Source records
★ ★ ★
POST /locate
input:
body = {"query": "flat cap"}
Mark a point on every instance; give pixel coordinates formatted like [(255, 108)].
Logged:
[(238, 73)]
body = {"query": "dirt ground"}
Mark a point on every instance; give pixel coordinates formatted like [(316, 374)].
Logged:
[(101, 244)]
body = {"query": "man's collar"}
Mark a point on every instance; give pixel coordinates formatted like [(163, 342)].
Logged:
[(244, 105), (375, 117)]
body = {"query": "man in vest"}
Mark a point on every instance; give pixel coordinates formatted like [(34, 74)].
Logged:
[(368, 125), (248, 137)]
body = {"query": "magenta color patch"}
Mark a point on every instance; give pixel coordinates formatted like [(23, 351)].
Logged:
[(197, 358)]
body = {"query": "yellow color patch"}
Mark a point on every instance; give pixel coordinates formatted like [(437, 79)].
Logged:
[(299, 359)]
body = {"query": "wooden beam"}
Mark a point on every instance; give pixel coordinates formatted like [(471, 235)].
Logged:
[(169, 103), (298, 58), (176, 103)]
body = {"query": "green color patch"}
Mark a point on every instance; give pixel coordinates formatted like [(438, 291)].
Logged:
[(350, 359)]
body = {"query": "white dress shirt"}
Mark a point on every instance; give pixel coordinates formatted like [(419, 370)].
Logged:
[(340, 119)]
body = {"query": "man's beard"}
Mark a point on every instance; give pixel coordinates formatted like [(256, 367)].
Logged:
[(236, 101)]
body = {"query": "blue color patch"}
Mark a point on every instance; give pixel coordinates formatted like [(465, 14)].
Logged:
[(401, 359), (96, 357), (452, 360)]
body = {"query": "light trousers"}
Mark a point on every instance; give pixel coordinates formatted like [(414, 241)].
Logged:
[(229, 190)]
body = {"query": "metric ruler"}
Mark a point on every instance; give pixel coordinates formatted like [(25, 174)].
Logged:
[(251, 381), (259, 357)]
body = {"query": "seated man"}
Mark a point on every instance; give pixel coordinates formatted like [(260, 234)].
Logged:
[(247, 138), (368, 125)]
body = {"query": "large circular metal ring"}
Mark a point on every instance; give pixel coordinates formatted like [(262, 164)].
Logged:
★ ★ ★
§ WHAT TO PRODUCE
Reproduce all the data word for word.

§ SOLUTION TO THE EXERCISE
POST /locate
input:
body = {"query": "flat cap"}
Mark a point on every instance; give pixel coordinates formatted like [(255, 108)].
Logged:
[(238, 73)]
body = {"query": "dirt ground"}
Mark a point on every instance; give pixel coordinates formatted like [(316, 374)].
Logged:
[(101, 244)]
body = {"query": "man's collar"}
Mark a point on every instance; give pixel coordinates formatted like [(163, 342)].
Logged:
[(244, 105), (375, 117)]
body = {"query": "man in vest"}
Mark a point on every instance; give pixel coordinates formatted like [(34, 74)].
Logged:
[(368, 125), (248, 137)]
body = {"query": "magenta color patch"}
Mark a point on every instance; give pixel coordinates formatted like [(23, 351)].
Logged:
[(197, 358)]
body = {"query": "yellow color patch"}
Mark a point on every instance; give pixel coordinates formatted like [(437, 79)].
Logged:
[(299, 359)]
body = {"query": "wooden beam"}
Mark a point on every instance; give pixel coordinates formatted like [(471, 235)].
Logged:
[(169, 103), (298, 58), (176, 103)]
body = {"query": "green color patch"}
Mark a point on every instance; give pixel coordinates formatted like [(438, 291)].
Logged:
[(350, 359)]
body = {"query": "white dress shirt"}
Mark a point on every instance; give pixel coordinates formatted like [(419, 370)].
Logged:
[(340, 119)]
body = {"query": "man's beard"}
Mark a point on every instance; give pixel coordinates formatted like [(256, 367)].
Logged:
[(236, 101)]
body = {"query": "blue color patch"}
Mark a point on every instance; give pixel coordinates formatted like [(465, 14)].
Logged:
[(401, 359), (96, 357), (452, 360)]
body = {"query": "light trousers"}
Mark a point on every instance; give pixel coordinates formatted like [(414, 241)].
Logged:
[(229, 190)]
body = {"query": "metric ruler"}
Mark a point on every instance; give pixel coordinates formatted like [(25, 174)].
Logged:
[(251, 381), (259, 357)]
body = {"query": "seated man"}
Mark a point on every instance; give pixel coordinates formatted like [(260, 234)].
Logged:
[(247, 138), (368, 125)]
body = {"query": "large circular metal ring"}
Mark a point on every instance; give pixel coordinates formatted like [(262, 164)].
Logged:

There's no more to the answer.